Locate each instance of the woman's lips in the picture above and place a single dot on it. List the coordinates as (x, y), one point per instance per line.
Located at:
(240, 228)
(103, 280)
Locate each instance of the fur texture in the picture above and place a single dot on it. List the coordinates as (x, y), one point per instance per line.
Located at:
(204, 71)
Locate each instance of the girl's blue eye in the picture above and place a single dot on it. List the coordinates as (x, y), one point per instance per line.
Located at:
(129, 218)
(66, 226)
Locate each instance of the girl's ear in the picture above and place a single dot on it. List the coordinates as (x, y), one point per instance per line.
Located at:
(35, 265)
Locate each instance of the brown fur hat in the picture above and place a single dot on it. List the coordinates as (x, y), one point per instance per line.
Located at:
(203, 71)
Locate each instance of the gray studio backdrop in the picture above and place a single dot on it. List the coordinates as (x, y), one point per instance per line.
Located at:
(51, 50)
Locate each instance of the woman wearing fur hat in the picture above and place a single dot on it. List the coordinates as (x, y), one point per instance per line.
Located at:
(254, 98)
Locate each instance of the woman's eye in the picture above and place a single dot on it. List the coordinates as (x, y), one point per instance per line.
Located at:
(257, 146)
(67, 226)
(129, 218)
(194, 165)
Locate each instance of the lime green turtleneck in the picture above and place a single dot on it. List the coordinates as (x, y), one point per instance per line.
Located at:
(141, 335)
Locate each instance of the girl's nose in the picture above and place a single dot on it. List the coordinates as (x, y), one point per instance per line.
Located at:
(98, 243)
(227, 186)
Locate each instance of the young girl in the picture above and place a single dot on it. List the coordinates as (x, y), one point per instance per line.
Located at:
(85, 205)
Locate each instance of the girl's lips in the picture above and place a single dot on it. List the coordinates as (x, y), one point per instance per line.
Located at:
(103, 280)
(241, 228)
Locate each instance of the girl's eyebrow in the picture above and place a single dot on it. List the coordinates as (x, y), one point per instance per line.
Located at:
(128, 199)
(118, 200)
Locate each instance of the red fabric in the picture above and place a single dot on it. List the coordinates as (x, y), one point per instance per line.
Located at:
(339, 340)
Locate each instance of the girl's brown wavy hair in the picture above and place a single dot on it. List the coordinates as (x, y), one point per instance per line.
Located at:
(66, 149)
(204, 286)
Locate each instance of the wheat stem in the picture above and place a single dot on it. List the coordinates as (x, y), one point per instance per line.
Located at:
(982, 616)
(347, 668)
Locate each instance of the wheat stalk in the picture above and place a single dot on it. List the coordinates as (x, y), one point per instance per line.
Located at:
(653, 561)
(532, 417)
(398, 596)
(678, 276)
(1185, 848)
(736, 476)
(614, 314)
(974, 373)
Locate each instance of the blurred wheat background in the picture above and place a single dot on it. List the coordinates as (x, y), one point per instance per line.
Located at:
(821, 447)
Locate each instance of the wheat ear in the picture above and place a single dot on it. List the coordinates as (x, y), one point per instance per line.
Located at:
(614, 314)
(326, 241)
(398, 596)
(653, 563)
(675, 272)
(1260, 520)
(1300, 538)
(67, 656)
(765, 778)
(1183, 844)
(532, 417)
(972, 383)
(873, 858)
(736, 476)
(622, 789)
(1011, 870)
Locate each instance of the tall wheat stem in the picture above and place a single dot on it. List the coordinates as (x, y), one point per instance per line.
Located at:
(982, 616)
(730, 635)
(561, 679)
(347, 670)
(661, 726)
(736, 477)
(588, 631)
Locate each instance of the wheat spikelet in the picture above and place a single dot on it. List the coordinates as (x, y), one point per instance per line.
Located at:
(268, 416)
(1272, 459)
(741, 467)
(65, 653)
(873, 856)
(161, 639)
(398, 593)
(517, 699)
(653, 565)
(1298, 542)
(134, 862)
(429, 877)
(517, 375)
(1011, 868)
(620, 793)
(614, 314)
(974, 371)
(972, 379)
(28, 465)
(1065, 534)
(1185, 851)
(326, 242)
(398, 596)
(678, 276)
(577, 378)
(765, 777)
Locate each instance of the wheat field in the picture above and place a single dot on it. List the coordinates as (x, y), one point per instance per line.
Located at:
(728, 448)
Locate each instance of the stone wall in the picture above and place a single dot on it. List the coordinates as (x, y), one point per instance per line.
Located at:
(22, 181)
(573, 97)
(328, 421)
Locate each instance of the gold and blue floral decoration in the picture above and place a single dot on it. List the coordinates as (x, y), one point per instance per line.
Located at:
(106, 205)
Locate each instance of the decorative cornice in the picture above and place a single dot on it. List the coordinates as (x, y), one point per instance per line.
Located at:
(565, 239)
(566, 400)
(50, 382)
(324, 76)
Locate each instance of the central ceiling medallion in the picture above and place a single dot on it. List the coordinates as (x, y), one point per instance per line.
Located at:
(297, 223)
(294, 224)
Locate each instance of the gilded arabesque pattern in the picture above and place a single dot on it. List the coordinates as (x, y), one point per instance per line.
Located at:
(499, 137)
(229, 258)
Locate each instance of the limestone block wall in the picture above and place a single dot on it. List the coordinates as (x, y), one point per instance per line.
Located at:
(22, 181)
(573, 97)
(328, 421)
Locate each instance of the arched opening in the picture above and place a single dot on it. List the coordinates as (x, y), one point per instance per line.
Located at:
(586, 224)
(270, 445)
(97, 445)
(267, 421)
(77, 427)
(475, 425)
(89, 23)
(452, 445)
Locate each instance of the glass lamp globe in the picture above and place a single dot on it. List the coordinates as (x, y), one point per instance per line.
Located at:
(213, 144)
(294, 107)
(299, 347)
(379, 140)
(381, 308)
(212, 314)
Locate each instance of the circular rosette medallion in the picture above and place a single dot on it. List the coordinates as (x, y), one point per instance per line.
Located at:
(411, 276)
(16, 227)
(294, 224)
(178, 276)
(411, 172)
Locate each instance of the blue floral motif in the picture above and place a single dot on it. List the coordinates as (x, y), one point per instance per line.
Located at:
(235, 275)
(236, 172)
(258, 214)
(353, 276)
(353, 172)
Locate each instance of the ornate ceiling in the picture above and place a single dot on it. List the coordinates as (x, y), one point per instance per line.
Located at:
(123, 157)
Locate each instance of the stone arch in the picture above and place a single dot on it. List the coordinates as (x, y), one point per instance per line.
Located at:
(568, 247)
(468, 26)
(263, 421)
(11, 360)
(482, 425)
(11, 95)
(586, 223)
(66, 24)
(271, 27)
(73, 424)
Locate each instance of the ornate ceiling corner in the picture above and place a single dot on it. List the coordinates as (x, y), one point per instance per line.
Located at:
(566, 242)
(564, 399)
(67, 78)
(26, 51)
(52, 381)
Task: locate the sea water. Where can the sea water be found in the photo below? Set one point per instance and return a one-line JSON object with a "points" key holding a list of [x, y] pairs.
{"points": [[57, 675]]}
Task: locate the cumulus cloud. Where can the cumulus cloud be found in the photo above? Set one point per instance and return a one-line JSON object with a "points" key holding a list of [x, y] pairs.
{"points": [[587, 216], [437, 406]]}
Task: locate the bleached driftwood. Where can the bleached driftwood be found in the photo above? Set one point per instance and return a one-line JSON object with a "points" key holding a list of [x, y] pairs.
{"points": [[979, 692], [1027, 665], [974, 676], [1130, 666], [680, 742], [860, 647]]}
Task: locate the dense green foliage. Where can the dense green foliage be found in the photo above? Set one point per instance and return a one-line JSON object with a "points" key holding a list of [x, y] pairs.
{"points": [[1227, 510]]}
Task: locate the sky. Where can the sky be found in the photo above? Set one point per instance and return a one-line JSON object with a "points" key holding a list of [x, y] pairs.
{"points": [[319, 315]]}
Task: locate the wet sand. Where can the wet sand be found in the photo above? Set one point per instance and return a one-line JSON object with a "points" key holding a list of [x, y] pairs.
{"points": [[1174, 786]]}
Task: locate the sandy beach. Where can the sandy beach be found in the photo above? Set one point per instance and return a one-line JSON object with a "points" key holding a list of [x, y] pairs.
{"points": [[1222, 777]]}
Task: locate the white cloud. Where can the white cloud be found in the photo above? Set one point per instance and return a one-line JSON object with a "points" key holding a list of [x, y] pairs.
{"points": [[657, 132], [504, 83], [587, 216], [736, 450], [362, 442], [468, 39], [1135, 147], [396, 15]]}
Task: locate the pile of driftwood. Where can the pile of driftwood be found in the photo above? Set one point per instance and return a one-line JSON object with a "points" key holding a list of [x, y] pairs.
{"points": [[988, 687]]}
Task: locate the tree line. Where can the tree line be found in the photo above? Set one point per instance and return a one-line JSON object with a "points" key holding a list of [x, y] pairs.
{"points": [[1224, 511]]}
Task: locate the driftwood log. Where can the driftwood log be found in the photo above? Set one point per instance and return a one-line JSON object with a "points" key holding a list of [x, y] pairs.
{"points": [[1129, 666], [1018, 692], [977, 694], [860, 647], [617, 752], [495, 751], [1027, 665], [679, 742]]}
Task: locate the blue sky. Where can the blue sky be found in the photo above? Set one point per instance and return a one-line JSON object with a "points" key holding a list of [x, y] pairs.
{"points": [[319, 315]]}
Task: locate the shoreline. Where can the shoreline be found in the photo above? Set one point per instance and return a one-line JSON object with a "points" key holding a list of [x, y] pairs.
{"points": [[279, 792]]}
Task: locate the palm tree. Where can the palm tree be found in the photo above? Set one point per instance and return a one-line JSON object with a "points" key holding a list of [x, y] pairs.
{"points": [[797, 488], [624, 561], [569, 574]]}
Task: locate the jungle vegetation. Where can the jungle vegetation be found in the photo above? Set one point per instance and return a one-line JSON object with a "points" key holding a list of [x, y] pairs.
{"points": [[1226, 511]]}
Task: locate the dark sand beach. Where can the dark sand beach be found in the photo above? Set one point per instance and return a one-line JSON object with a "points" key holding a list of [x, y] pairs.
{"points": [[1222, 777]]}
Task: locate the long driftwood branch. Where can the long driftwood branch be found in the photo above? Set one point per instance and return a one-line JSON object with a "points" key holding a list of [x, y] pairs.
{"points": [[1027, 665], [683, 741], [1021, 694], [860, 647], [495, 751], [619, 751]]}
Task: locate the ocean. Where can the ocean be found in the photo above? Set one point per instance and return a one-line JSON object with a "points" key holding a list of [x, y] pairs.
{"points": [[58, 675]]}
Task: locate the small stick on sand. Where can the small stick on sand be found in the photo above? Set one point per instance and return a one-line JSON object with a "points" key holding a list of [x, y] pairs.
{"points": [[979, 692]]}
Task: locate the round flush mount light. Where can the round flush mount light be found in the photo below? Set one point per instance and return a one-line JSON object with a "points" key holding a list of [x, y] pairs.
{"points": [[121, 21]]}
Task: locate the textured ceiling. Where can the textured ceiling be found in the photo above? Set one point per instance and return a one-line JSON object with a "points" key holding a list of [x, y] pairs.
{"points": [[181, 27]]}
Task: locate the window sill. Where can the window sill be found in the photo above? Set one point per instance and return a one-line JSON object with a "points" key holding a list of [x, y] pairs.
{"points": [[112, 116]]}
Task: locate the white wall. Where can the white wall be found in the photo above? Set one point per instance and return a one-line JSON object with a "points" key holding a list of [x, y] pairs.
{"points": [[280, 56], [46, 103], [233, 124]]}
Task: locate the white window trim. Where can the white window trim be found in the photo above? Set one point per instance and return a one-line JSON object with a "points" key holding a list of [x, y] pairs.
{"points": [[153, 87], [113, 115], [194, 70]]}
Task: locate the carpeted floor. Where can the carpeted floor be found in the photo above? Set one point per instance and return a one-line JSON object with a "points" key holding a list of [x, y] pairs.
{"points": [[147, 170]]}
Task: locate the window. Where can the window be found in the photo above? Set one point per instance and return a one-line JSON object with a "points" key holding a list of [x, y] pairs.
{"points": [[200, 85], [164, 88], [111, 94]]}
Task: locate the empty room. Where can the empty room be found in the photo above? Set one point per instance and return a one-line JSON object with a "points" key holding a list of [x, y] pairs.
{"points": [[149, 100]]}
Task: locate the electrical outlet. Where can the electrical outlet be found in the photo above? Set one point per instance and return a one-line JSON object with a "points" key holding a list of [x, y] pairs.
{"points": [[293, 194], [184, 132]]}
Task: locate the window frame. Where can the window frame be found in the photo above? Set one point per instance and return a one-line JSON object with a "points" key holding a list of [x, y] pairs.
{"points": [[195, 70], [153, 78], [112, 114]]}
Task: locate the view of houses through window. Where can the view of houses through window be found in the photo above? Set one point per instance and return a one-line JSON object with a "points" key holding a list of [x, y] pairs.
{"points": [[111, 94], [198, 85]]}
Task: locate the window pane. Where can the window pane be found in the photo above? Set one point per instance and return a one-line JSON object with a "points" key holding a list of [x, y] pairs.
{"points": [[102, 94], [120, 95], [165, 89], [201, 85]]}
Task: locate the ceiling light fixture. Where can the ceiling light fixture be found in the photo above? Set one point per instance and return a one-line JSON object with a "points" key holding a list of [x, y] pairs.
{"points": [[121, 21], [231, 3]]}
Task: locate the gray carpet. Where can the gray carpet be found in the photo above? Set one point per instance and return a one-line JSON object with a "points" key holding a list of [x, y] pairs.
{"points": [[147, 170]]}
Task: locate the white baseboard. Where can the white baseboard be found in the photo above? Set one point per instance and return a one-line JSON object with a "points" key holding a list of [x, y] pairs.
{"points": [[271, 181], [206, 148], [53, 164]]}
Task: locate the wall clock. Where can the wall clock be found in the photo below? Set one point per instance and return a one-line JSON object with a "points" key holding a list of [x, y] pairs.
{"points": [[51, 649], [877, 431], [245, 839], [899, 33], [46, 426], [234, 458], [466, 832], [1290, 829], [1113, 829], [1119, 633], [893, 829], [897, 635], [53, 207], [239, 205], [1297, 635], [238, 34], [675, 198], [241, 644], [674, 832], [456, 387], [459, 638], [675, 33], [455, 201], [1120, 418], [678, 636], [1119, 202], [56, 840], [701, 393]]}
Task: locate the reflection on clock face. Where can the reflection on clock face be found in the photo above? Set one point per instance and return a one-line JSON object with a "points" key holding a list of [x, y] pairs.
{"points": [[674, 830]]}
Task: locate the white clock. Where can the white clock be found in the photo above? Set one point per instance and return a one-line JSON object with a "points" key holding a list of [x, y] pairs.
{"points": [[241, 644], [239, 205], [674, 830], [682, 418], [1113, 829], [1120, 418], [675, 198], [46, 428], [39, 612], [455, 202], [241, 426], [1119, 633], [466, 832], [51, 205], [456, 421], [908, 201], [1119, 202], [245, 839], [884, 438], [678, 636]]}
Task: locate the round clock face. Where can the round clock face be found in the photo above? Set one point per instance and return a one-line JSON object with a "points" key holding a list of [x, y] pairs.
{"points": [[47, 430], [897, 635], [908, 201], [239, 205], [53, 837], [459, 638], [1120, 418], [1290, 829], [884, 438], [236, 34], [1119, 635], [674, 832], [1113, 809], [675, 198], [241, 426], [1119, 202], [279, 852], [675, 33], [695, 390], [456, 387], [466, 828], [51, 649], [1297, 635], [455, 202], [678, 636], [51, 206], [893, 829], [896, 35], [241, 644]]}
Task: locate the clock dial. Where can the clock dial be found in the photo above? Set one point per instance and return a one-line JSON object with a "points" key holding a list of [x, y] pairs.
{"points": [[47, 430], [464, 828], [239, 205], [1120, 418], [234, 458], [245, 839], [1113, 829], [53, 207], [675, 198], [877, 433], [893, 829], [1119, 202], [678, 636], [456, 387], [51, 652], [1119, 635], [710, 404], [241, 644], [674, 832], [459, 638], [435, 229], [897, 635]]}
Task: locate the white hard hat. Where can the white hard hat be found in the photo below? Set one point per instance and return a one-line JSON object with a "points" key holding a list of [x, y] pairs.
___
Reply with the number of lines in the data above that contain "brown", and with nothing else.

## Answer section
2